→ Consegna
Trascrivi fedelmente il passo del testo sul gioco d'azzardo da "In un momento" a "valore che merita.".

→ Testo di partenza
★ ★ ★ ★ ★ ★ ★

Ancora più grave è associare un nuovo gioco d’azzardo all’evento sportivo per eccellenza come le Olimpiadi. Lo sport dovrebbe rappresentare vero divertimento e svago che mette al centro l’impegno individuale e di squadra nel rispetto delle regole e dell’altro, per una crescita personale e collettiva. L’azzardo non ha nulla di tutto questo. Legare il mondo olimpico a un meccanismo che genera povertà significa macchiare un ambito che dovrebbe invece educare, ispirare e dare speranza.
In Italia il gioco d’azzardo ha raggiunto dimensioni allarmanti: la raccolta nazionale ha superato i 157 miliardi di euro, con perdite per i cittadini vicine ai 23 miliardi. Numeri che raccontano un fenomeno trasversale, che compromette anziani, giovani (anche molti minori di età), studenti e le loro famiglie. L’azzardo è oggi una delle principali cause di indebitamento, e troppo spesso l’indebitamento sfocia nell’usura, come dimostrano gli ascolti in costante aumento presso le Fondazioni antiusura, dove ogni giorno arrivano persone che hanno perso tutto: risparmi, relazioni, fiducia, dignità.
Quando lo Stato continua a utilizzare l’azzardo come leva fiscale, i cittadini pagano un prezzo altissimo in termini economici, psicologici e sociali. È una contraddizione che non può più essere ignorata: da un lato si parla di prevenzione dell’azzardopatia o si promuove il cosiddetto gioco responsabile, dall’altro si moltiplicano le offerte di giochi che alimentano dipendenza, povertà e disperazione.
In un momento in cui migliaia di famiglie sono in difficoltà, il Paese avrebbe bisogno di tutt’altro: educazione finanziaria, percorsi di prevenzione dell’indebitamento, strumenti per un accesso al credito più efficaci, politiche di tutela dei più vulnerabili. Non di un nuovo gioco che rischia di diventare l’ennesima porta d’ingresso verso la rovina economica e psicologica.
Le quattro Fondazioni della Puglia condividono, insieme alla Consulta Nazionale Antiusura San Giovanni Paolo II l’ennesimo appello chiaro al Governo: faccia un gesto che risponda al vero spirito delle Olimpiadi rispettando la tregua olimpica, ritirando questa misura. Fermare l’ennesimo gioco d’azzardo significa proteggere le famiglie, difendere la dignità delle persone, restituire allo sport il valore che merita.
La Puglia nel 2024 ha speso quasi 12 miliardi di euro per il gioco d’azzardo, più di 3mila euro per abitante compresi bambini.

★ ★ ★ ★ ★ ★ ★

→ Dati
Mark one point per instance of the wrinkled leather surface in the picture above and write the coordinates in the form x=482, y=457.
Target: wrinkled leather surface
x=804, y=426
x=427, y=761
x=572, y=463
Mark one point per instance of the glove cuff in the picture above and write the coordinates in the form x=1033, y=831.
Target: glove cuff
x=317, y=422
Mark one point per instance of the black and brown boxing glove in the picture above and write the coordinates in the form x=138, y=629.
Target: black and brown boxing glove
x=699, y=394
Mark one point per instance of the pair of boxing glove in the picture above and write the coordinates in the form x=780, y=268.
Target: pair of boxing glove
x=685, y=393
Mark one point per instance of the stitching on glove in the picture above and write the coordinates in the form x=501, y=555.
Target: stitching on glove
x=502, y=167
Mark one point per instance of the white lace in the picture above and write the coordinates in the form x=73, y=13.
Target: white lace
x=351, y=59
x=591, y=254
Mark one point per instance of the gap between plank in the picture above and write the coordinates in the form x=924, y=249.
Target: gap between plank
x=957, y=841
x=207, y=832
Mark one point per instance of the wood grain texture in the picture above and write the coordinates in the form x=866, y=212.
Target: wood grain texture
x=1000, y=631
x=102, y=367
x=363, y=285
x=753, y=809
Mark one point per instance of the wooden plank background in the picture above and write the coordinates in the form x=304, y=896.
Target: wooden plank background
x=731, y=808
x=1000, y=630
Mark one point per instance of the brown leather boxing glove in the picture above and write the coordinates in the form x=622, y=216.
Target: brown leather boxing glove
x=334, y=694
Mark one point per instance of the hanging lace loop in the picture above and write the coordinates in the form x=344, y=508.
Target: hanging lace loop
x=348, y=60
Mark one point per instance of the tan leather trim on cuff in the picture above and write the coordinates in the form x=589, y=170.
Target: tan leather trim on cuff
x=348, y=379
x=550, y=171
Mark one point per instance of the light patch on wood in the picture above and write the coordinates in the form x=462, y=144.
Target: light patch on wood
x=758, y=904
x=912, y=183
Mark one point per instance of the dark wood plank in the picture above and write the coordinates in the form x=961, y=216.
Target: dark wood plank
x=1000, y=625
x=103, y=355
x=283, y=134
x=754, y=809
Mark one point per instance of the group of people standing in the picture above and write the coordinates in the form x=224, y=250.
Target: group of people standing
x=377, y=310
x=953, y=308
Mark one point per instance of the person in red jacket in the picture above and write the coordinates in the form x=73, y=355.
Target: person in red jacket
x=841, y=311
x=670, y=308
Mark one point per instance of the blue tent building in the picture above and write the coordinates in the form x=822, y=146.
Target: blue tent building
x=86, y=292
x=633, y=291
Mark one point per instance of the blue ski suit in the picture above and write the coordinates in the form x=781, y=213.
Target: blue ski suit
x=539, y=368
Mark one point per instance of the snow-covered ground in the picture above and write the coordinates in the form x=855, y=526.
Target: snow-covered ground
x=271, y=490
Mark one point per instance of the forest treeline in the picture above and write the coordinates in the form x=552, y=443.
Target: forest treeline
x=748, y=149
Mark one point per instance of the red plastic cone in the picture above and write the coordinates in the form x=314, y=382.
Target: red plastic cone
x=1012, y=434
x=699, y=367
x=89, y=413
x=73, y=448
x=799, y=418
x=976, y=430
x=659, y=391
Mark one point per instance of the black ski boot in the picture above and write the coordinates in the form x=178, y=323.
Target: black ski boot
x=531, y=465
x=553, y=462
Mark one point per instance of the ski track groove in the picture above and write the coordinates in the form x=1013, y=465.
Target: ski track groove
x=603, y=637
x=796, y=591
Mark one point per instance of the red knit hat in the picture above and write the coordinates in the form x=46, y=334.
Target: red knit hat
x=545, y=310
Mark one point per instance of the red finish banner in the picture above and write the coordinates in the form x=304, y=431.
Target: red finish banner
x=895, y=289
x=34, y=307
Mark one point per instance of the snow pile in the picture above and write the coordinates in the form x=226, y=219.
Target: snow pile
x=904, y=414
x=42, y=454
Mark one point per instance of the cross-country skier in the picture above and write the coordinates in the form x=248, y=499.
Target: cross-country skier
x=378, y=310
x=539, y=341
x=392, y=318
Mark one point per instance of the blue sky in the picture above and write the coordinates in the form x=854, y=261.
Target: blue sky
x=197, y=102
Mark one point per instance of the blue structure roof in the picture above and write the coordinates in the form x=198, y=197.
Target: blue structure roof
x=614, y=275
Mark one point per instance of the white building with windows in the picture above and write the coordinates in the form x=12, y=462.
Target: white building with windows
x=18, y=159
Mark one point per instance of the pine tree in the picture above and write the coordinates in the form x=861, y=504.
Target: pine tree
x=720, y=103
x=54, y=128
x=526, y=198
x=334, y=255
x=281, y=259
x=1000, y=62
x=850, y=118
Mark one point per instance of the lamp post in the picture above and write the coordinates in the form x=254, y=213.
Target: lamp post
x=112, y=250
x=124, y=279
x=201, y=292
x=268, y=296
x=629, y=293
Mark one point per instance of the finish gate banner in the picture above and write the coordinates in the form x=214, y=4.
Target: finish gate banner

★ ★ ★ ★ ★ ★ ★

→ Soluzione
In un momento in cui migliaia di famiglie sono in difficoltà, il Paese avrebbe bisogno di tutt’altro: educazione finanziaria, percorsi di prevenzione dell’indebitamento, strumenti per un accesso al credito più efficaci, politiche di tutela dei più vulnerabili. Non di un nuovo gioco che rischia di diventare l’ennesima porta d’ingresso verso la rovina economica e psicologica.
Le quattro Fondazioni della Puglia condividono, insieme alla Consulta Nazionale Antiusura San Giovanni Paolo II l’ennesimo appello chiaro al Governo: faccia un gesto che risponda al vero spirito delle Olimpiadi rispettando la tregua olimpica, ritirando questa misura. Fermare l’ennesimo gioco d’azzardo significa proteggere le famiglie, difendere la dignità delle persone, restituire allo sport il valore che merita.